→ **WORK TO COMPLETE**
Continue the forum thread below about the broken intake manifold flap on a 2009 VW CC from the point where it stops.

→ **DOCUMENT EXTRACT**

# 2009 VW CC - Intake Manifold Flap Broken - $3K in Repairs



## CheffyRedux (Sep 10, 2012)

Hey all, new to the forum, looking for some opinions on an issue with my 2009 CC. Have owned the car from Day 1, no significant issues of any kind until now. Currently has 83K miles.

Last week, when I started the car, I felt the engine struggling to maintain it's idle RPMs, almost as if the engine was choking. Check Engine Light is blinking. Immediately turn the car off. Wait a few minutes, turn it on again, same thing. I decide there's no way I'm driving it, so I have the car towed to the closest VW/AUDI dealer.

After dealer checks out the car, he tells me that I have extensive engine damage, including substantial cracks and leaking. Here's a summary of the estimate for repair:


Intake Manifold Flap broken-$973.50+tax to replace manifold and gasket
Throttle Body will not take adaption-$686.80+tax
Fuel injectors leaking-$968.00+tax-replace 4 injectors
Spark plugs fouled-$188.00+tax-replace 4 spark plugs


In short, a whopping *$3,000* in parts, labor and tax. No extended warranty on the car, so no coverage.

I am perplexed at how such extensive damage could go unnoticed and leave me to such an end state. The Check Engine Light was not on at any point prior, I have seen no evidence of leaks in my driveway, car performance was not affected. 

I believe a 5 year old car VW engineered car with 83K miles should never have such extensive damage at one time, certainly not without any indication of an issue, and I expect VW to take some responsibility in what I see as a manufacturing defect, extended warranty or not. 

Curious as to everyone's opinion, or if you have been in a similar situation with inexplicable damage and how you managed it. I've also attached the invoice of the work completed with some more details. 

Look forward to your feedback.


----------



## metaldisc (Aug 16, 2012)

Fix the car
Sell it
Buy a Japanese car
Lesson learnt
Me banned from this site :laugh:


We had our 2009 CC intake manifold go bad a few weeks back and I limped to the dealership. Didn't cause any engine damage. Luckily we were just under the 60k mile drive train warranty.

http://forums.vwvortex.com/showthre...ion-Sensor&p=78646510&viewfull=1#post78646510


----------



## MrRline (Apr 6, 2010)

→ **INFORMATION SUPPLIED**
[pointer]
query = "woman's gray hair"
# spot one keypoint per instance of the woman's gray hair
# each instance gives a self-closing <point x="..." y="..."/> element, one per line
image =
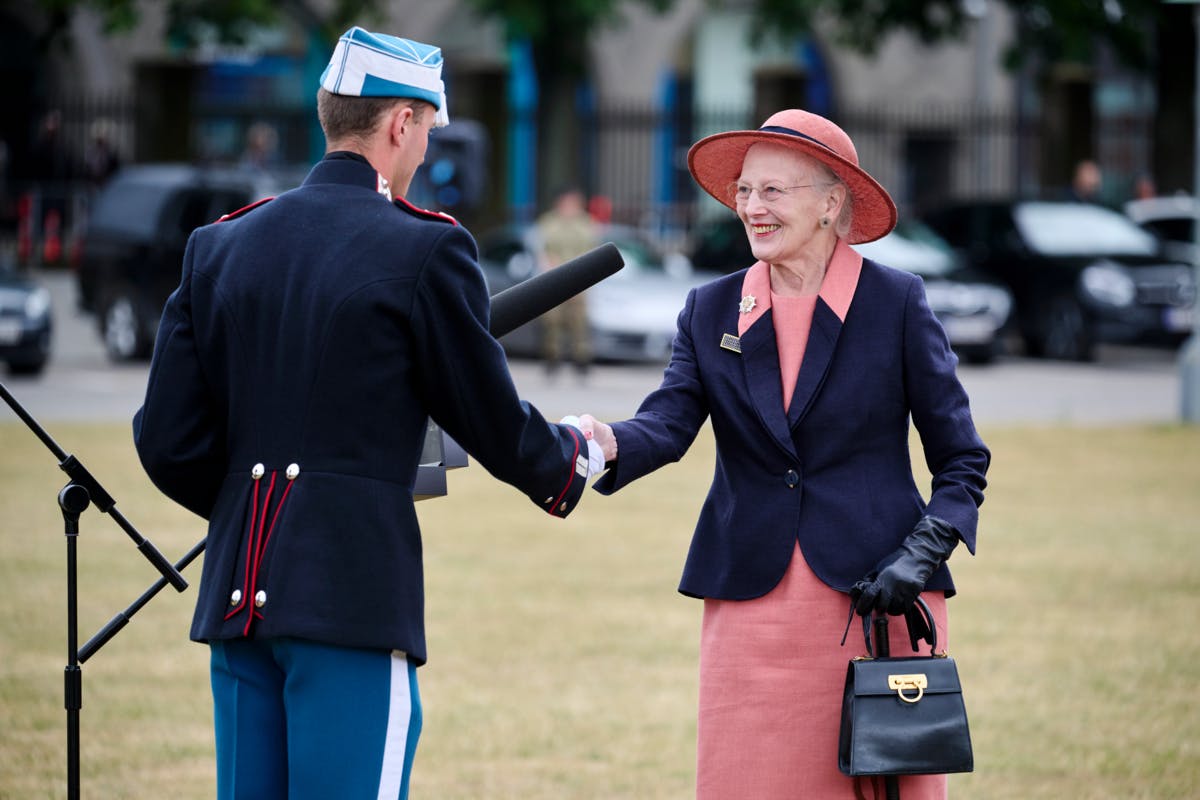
<point x="846" y="218"/>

→ **EXERCISE ANSWER**
If I remember correctly from information i've picked up there is a general defect in the intake manifold with the flapper motor being stuck open or closed. Usually this results in a check engine like and a p2015 code I believe? I think there may be a revision part to this, but i'm not 100% sure. Either way I would strongly argue that fact with vw that there is a part with a known defect and many different instances of failure with rates higher than the average car. Getting back to your problem for a second too what code did they pull at the dealership when you went in?

Also for a second lets look at this objectively. 

973.00 for an intake manifold. Here's from Keffer VW's site, without a discount added I believe. Not sure what book on this is, but I know the job can be done by a decent tech in 2 hours. Say your paying them for these two hours to replace it at 150.00 an hour you should be looking at 500 bucks. Not 973 dollars. I think your dealership is trying to charge you 4 hours at 150.00 and 300 for the part.

FUEL SYSTEM / FUEL INDUCTION / INTAKE / INTAKE MANIFOLD
INTAKE MANIFOLD CC; 2.0L

MSRP Core ? Online Price
$208.00 $0.00 $208.00

I'm a little confused by you mentioning throttle body won't take adaptation????

Fuel injectors again something that can be changed out for minimal. Your looking 968 and here's the price per a oem injector from dbc performance. I can't even begin to explain this part the price is absurd. One hour of labor should be sufficient which means they want to charge you 750+ for parts?

Fuel Injector (OEM)
Price: $79.95 

The 188 dollars for spark plugs is your dealership trying to rape you. Seriously I hope you know this those things cost a whole 9 bucks a piece. Your looking at 36 bucks and your dealership is trying to pocket 152 dollars for something you can literally do yourself. 

Long story short dealerships are there to make money and lots of time you end up with techs who see an everyday sucker and pounce at the chance to make some money. With what i've listed above i've got you under 1k in parts and with the time involved maybe 6-8 hours of labor. I'd seriously consider taking it to an independent shop who works on volkswagens in your area to have a second opinion and also to get a better price comparison for labor. Most side mechanics your looking at 60-70 dollars an hour compared to your dealerships absurd 150. Btw i'm guessing that your problem is actually just the intake manifold and the rest is them gouging you.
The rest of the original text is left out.